WORK INSTRUCTIONS:
(a) Give the passage of the heavy metal post from "A couple of" up to and including "events on screen." again, switching "Scottish" to "Irish".
(b) In the heavy metal post, which genre did thrash metal become a gateway to during the author's second headbanging phase?

DOCUMENT EXTRACT:
>>>

I'm waiting on Guitar Hero: Starland Vocal Band, myself.

A couple of nights back, I caught the tail end of an IFC documentary about some Scottish pre-teens who formed a heavy metal band. It was interesting enough, but not nearly as entertaining to my wife’s reactions to the events on screen.

Unlike myself, who underwent two entirely separate headbanging phases — the first during the heyday of ugly pop metal and the second where thrash metal became a gateway genre to hardcore punk — Maura’s experience of the scene was limited and entirely associative.

Metal’s inner circle of cliches mysteries was — and for the most part remains — alien terrain for her. As she watched the documentary, she had a hard time seeing the metal mindset and its various manifestations as anything other than the stuff of parody, too over-the-top to be real.

“Heavy metal is a joke,” I told her. “A joke that is entirely lost on the participants.” You’d think that a musical genre that embraces bat-winged skulls and remedial-level occultist wankery would operate with tongue planted firmly in cheek, but the even the occasional flashes of self-awareness in the participants are leavened with a po’ faced dedication to the “metal” or “rawk” attitude.

<<<

INFORMATION PROVIDED:
>>>

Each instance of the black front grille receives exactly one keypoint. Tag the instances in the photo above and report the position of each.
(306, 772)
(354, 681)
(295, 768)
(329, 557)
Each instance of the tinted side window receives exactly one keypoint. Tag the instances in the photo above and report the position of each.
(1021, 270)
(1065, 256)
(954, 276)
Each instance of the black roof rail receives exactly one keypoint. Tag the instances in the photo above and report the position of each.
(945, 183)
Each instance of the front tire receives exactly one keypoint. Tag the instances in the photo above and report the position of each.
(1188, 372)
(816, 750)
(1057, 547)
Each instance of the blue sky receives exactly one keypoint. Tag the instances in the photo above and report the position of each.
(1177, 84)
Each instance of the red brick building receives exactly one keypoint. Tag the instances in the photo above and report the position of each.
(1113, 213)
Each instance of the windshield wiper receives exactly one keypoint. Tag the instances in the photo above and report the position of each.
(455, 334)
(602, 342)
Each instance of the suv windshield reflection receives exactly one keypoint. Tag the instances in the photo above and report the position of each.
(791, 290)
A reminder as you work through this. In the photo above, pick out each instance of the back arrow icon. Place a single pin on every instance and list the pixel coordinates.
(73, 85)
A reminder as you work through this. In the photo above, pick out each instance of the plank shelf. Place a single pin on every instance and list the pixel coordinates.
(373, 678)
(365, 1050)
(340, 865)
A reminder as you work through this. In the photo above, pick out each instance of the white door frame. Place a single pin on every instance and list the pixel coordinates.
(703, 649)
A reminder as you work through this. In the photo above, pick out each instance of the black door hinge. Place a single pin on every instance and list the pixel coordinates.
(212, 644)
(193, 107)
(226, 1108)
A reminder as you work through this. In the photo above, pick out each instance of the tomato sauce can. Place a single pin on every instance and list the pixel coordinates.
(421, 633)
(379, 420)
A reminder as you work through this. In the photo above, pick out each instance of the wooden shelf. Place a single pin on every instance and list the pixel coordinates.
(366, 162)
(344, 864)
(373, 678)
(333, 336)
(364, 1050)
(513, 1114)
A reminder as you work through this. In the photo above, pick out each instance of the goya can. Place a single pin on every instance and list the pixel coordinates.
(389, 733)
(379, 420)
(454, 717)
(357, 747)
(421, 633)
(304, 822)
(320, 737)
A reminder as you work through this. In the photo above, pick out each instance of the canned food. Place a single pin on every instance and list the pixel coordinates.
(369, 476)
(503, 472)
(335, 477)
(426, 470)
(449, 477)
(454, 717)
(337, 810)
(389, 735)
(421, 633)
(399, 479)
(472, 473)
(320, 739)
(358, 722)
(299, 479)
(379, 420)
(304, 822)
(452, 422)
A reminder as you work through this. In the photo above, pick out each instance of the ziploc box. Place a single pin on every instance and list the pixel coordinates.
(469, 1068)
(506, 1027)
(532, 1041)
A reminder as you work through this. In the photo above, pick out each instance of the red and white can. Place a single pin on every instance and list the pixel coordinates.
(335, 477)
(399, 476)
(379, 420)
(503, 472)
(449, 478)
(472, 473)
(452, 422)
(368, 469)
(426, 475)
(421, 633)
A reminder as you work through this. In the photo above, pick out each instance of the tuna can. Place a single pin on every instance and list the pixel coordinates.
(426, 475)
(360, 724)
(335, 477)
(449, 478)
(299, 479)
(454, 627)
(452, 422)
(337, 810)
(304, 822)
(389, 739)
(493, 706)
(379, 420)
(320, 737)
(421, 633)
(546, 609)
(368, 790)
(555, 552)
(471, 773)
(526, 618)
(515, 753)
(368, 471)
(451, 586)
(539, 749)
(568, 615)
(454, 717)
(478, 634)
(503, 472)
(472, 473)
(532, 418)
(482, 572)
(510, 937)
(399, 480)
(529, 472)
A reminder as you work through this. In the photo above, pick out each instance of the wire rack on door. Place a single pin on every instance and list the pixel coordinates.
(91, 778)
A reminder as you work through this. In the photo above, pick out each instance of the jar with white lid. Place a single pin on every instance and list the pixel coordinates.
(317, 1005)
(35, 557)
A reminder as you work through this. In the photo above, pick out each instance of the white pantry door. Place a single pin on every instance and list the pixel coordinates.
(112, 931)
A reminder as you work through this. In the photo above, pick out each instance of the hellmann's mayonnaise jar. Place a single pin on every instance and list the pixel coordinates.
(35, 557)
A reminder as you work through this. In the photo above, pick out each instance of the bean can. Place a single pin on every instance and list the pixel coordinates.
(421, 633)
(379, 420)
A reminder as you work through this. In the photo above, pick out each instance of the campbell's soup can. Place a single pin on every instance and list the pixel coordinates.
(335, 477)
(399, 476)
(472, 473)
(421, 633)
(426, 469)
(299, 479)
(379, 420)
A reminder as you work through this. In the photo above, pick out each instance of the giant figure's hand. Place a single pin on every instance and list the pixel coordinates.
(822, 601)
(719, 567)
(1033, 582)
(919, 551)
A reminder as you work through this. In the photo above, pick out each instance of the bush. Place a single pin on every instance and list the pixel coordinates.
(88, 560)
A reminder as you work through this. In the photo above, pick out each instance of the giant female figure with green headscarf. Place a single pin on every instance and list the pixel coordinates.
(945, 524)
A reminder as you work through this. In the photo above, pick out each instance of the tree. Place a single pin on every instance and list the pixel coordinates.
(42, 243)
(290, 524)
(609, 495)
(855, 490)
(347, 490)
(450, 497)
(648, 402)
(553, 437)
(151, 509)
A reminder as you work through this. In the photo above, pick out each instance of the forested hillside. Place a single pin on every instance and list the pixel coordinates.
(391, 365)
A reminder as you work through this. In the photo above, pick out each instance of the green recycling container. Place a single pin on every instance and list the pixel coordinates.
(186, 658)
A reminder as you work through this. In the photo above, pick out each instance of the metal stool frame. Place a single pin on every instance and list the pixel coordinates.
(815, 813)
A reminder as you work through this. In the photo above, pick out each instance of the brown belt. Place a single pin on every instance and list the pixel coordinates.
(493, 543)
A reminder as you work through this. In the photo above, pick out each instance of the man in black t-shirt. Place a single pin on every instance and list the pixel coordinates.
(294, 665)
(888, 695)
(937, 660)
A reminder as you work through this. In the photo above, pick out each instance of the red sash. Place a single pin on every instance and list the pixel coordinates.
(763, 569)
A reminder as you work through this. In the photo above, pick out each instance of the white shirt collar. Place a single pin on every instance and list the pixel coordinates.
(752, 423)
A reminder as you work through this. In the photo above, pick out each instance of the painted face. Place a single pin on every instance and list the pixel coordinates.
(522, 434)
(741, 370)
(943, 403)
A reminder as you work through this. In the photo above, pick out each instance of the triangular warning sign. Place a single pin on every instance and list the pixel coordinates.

<<<

LIST OF SOLUTIONS:
(a)
A couple of nights back, I caught the tail end of an IFC documentary about some Irish pre-teens who formed a heavy metal band. It was interesting enough, but not nearly as entertaining to my wife’s reactions to the events on screen.

(b) Hardcore punk.